Based on the Home Instead, Inc. 2025 Franchise Disclosure Document (issuance date April 2024 with subsequent state amendments; fiscal year 2024 data), Franchise Chatter FDD Talk analysis published November 2025, FranDB 2025 FDD summary, Independent Association of Home Instead Franchisees February 2022 memorandum, Honor Technology acquisition announcement (August 2021), Home Health Care News reporting from November 2022 through July 2024, and the US District Court for the District of Nebraska docket in Home Instead, Inc. v. Elderly Care Services, LLC (8:2023cv00431). Home Instead was founded in 1994 by Paul and Lori Hogan in Omaha, Nebraska. Honor Technology, Inc. acquired the brand on August 6, 2021 as a subsidiary, with Seth Sternberg serving as Honor CEO and Jeff Huber continuing as Home Instead CEO reporting to Sternberg. Home Instead ranked No. 153 on Entrepreneur's 2025 Franchise 500 list.

Item 5 and 6: Fee Structure

Initial franchise fee is $54,000, with a 20% discount available to honorably discharged US military veterans who meet other requirements. Ongoing royalty is 5.0% of gross sales per the 2025 FDD. The national advertising and marketing fund contribution is approximately 2% of gross sales. Combined ongoing fee burden of roughly 7% sits below the US franchise industry median of 4% to 8% on royalty alone. Per Item 7 of the 2025 FDD, total initial investment ranges from $91,040 to $269,750, including the franchise fee. That range is materially wider than summary figures quoted by secondary sources, which vary from $98,000 to $125,000 (SharpSheets) up to $113,000 to $157,000 (franchiseinvestordata.com). The FDD Item 7 range is the one that will appear in your signed agreement. Franchise agreement term is five years with a five-year renewal option on then-current terms.

=== DATASET SECTION ===
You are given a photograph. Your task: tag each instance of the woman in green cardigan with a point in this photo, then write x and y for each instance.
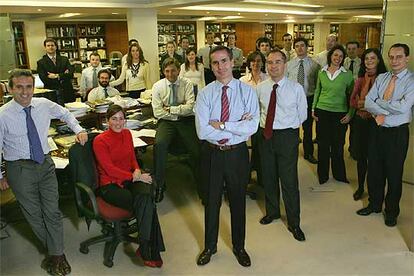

=== QUESTIONS TO ANSWER ===
(a) Answer these questions about the Home Instead franchise text, one line per answer, each marked like its question.
(i) Who founded Home Instead, and in what year?
(ii) What is the initial franchise fee?
(iii) How long is the franchise agreement term?
(b) Swap "veterans" for "service members" in everything from "Initial franchise fee" down to "on then-current terms." in the Home Instead franchise text, and write out that passage.
(c) Proceed with the Home Instead franchise text, picking up after its final sentence.

=== RESPONSES PER TASK ===
(a)
(i) Paul and Lori Hogan, in 1994
(ii) $54,000
(iii) Five years, with a five-year renewal option on then-current terms

(b)
Initial franchise fee is $54,000, with a 20% discount available to honorably discharged US military service members who meet other requirements. Ongoing royalty is 5.0% of gross sales per the 2025 FDD. The national advertising and marketing fund contribution is approximately 2% of gross sales. Combined ongoing fee burden of roughly 7% sits below the US franchise industry median of 4% to 8% on royalty alone. Per Item 7 of the 2025 FDD, total initial investment ranges from $91,040 to $269,750, including the franchise fee. That range is materially wider than summary figures quoted by secondary sources, which vary from $98,000 to $125,000 (SharpSheets) up to $113,000 to $157,000 (franchiseinvestordata.com). The FDD Item 7 range is the one that will appear in your signed agreement. Franchise agreement term is five years with a five-year renewal option on then-current terms.

(c)
Item 19: Earnings Disclosure

The 2025 FDD reports on 603 Home Instead US Franchised Businesses in operation during the entire calendar year ending December 31, 2024. Average gross sales were $2,609,616. Median gross sales were $2,261,503. Reported brackets span $0 to $499,999 on the low end up through $7,500,000 and above on the high end, with significant variance across the network. A critical caveat from the FDD itself: the Item 19 data reflects only those franchises using the Honor Care Platform and operating under a Joint Service Agreement with Honor. Franchises not on the Care Platform are excluded from the earnings disclosure entirely. Prospective franchisees evaluating Item 19 are therefore reading a selected sample, not a universal one. Cost of sales, operating expenses, caregiver wages, insurance, and other deductions are not in the Item 19 tables and must be modeled separately.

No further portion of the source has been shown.